> _TASK DETAILS_
Pick out every line below that contains the word "Please" and copy each one in full. Case matters.

## Start SUPPLIED RECORDS

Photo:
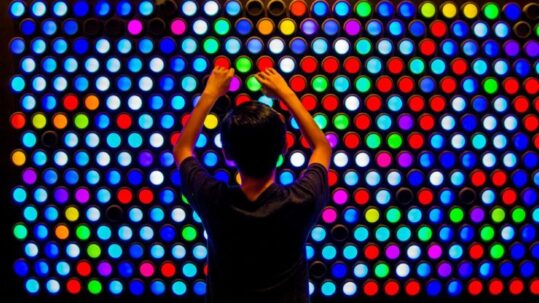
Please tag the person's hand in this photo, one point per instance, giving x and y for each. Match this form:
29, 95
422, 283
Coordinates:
219, 81
273, 84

## End SUPPLIED RECORDS

> _FULL OUTPUT_
Please tag the person's hand in this photo, one point per instance, giving x and y for each. Match this form:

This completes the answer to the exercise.